• Source records:
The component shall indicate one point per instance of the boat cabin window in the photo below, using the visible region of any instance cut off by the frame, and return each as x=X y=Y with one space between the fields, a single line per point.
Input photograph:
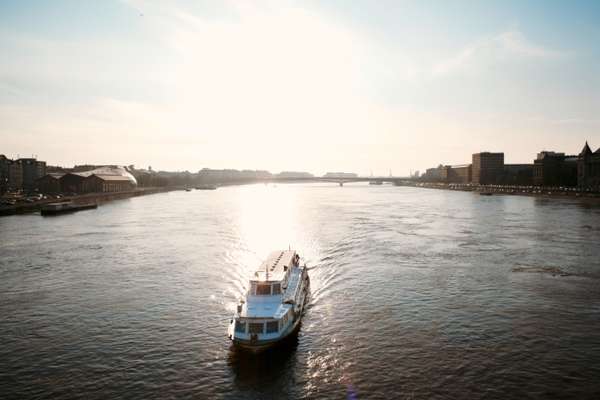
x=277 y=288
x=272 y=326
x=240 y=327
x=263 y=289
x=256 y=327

==

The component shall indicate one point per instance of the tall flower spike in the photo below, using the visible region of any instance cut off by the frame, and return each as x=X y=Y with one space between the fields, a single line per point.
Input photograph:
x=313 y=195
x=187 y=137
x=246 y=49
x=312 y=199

• Exercise: Please recast the listing from the line containing "The component shall indicate one point per instance of the tall" through the line containing "x=312 y=199" as a numbered list, leaving out any blank lines.

• Exercise output:
1. The component shall indicate one point per instance of the tall flower spike in the photo below, using the visible region of any instance cut off by the frame, and return each as x=X y=Y with one space between the fields, a single line per point.
2. Input photograph:
3. x=313 y=195
4. x=187 y=137
5. x=246 y=49
6. x=312 y=199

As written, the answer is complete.